In the excerpt on asyncio futures and coroutines, when is a coroutine's code executed?

EXCERPT PROVIDED |
=======

It’s important to note that there is no way for a future that is done to ever change back into one that is not yet done. A future becoming done is a one-time occurrence.

IMPORTANT ICON IMPORTANT!: The distinction between a Coroutine and a Future is important. A Coroutine’s code will not be executed until it is awaited. A future represents something that is executing anyway, and simply allows your code to wait for it to finish, check if it has finished, and fetch the result if it has.

IMPORTANT ICON IMPORTANT!: Objects which implement the __await__ magic method may do almost anything when awaited. They might behave more like Coroutines, or more like Futures. They may do something else entirely. The documentation for the class in question should usually make it clear what their behaviour is.

You probably won’t create your own futures very often unless you are implementing new libraries that extend asyncio. However you will find that library functions often return futures. If you do need to create your own future directly you can do it with a call to

f = asyncio.get_running_loop().create_future()

=======

EXTRACTED RECORDS |
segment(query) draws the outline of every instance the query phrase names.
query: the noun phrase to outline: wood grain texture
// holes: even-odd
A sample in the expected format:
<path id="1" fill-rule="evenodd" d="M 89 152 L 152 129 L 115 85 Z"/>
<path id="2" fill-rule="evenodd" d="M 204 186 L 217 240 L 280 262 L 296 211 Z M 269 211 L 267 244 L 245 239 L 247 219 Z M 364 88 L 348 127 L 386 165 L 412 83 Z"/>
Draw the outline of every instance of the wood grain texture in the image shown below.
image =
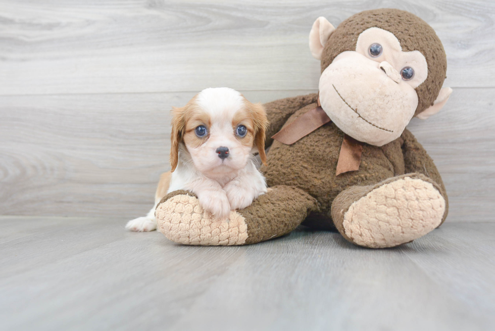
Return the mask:
<path id="1" fill-rule="evenodd" d="M 0 328 L 489 330 L 495 223 L 365 249 L 296 231 L 177 245 L 125 219 L 0 217 Z"/>
<path id="2" fill-rule="evenodd" d="M 266 102 L 308 92 L 244 94 Z M 441 113 L 409 126 L 445 182 L 448 221 L 493 221 L 493 92 L 456 88 Z M 170 169 L 169 110 L 193 95 L 0 97 L 0 214 L 143 215 Z"/>
<path id="3" fill-rule="evenodd" d="M 447 86 L 495 86 L 492 1 L 3 0 L 0 94 L 316 89 L 316 18 L 383 7 L 435 29 Z"/>

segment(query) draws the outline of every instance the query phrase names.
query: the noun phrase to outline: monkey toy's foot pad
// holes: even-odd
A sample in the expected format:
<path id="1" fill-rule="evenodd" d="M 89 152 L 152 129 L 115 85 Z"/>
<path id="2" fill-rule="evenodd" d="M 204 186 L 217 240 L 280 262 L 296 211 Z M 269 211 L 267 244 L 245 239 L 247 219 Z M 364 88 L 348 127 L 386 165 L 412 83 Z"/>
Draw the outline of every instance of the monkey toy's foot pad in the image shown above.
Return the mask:
<path id="1" fill-rule="evenodd" d="M 345 234 L 367 247 L 409 243 L 437 227 L 445 200 L 427 181 L 410 177 L 384 184 L 354 202 L 344 215 Z"/>
<path id="2" fill-rule="evenodd" d="M 200 206 L 190 194 L 166 197 L 157 207 L 158 230 L 172 241 L 184 245 L 243 245 L 247 226 L 241 215 L 231 211 L 228 219 L 218 220 Z"/>

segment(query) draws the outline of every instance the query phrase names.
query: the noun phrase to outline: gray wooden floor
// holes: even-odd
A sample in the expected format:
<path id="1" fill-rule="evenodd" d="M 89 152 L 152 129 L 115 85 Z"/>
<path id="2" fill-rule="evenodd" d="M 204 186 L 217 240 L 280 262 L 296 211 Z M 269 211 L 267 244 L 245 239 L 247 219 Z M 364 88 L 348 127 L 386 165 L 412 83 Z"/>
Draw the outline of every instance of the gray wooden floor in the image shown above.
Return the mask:
<path id="1" fill-rule="evenodd" d="M 121 218 L 0 217 L 2 330 L 493 330 L 495 223 L 372 250 L 297 231 L 175 244 Z"/>

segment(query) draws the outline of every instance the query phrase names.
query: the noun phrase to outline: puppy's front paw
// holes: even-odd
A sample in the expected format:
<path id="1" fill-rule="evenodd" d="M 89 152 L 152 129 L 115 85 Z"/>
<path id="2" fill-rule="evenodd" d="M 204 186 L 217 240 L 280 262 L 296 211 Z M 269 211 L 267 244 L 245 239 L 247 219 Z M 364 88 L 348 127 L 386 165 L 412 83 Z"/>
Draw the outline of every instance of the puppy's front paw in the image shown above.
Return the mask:
<path id="1" fill-rule="evenodd" d="M 248 207 L 253 203 L 256 196 L 253 190 L 245 190 L 234 184 L 228 184 L 224 189 L 232 210 L 243 209 Z"/>
<path id="2" fill-rule="evenodd" d="M 197 195 L 200 205 L 205 210 L 211 213 L 219 219 L 229 217 L 230 214 L 230 204 L 223 191 L 204 192 Z"/>
<path id="3" fill-rule="evenodd" d="M 138 217 L 127 222 L 125 228 L 136 232 L 154 231 L 157 229 L 157 221 L 147 217 Z"/>

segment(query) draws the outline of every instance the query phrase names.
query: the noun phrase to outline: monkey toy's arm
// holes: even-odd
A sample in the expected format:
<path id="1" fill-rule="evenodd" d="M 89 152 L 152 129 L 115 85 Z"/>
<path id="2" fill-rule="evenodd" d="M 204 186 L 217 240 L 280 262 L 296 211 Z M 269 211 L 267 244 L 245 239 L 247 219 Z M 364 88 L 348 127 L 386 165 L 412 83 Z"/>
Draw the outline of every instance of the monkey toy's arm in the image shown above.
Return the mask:
<path id="1" fill-rule="evenodd" d="M 440 193 L 445 199 L 446 205 L 445 214 L 442 219 L 443 223 L 447 217 L 449 200 L 445 185 L 443 185 L 440 173 L 435 166 L 433 160 L 409 130 L 404 130 L 401 138 L 404 140 L 402 151 L 404 155 L 406 173 L 415 172 L 423 174 L 433 180 L 440 186 Z"/>
<path id="2" fill-rule="evenodd" d="M 272 136 L 278 132 L 292 114 L 305 106 L 316 102 L 318 93 L 312 93 L 293 98 L 286 98 L 265 104 L 269 126 L 266 132 L 265 148 L 270 146 Z"/>

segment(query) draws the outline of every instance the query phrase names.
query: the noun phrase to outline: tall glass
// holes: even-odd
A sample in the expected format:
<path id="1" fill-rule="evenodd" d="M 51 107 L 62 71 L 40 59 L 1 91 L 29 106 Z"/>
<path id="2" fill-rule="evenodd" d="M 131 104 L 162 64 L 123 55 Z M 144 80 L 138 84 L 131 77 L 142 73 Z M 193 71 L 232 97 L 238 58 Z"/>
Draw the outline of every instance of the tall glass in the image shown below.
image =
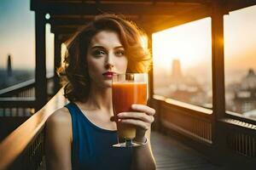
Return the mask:
<path id="1" fill-rule="evenodd" d="M 146 105 L 148 99 L 148 74 L 126 73 L 113 76 L 112 97 L 115 120 L 120 112 L 132 111 L 132 104 Z M 134 147 L 143 144 L 132 141 L 136 128 L 117 122 L 118 141 L 114 147 Z"/>

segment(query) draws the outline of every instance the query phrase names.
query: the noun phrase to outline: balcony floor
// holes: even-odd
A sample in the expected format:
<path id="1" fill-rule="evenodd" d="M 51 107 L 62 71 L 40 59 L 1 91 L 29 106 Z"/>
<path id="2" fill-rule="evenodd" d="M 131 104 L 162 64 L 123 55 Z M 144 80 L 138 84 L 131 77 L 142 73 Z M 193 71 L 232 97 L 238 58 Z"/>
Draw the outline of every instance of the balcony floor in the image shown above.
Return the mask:
<path id="1" fill-rule="evenodd" d="M 151 144 L 157 170 L 220 170 L 203 155 L 169 136 L 152 132 Z"/>

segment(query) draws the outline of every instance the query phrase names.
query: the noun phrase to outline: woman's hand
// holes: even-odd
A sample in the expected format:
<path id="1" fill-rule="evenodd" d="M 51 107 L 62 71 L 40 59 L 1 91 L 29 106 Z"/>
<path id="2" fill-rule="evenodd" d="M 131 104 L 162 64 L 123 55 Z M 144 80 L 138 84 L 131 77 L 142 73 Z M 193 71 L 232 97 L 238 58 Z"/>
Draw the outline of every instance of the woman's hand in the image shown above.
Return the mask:
<path id="1" fill-rule="evenodd" d="M 134 125 L 137 128 L 135 140 L 145 142 L 145 133 L 151 128 L 155 110 L 147 105 L 135 104 L 131 105 L 131 109 L 132 111 L 119 113 L 118 122 Z"/>

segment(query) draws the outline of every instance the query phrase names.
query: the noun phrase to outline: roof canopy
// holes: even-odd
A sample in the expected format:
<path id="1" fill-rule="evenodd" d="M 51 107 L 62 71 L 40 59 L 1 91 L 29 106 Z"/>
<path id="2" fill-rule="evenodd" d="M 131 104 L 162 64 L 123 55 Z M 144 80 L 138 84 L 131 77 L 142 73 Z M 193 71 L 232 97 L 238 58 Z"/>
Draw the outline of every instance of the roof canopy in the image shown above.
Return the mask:
<path id="1" fill-rule="evenodd" d="M 255 0 L 31 0 L 35 12 L 49 14 L 53 33 L 68 36 L 96 14 L 125 14 L 148 33 L 211 16 L 216 3 L 224 14 L 256 3 Z"/>

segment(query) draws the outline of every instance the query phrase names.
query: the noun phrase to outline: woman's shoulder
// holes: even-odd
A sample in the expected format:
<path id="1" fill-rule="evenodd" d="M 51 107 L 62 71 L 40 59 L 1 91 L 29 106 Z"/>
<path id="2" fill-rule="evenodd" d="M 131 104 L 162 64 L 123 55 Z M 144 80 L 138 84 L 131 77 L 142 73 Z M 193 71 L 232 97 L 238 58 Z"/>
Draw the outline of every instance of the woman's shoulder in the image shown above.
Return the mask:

=======

EXERCISE ANSWER | Only once the coroutine is awaited.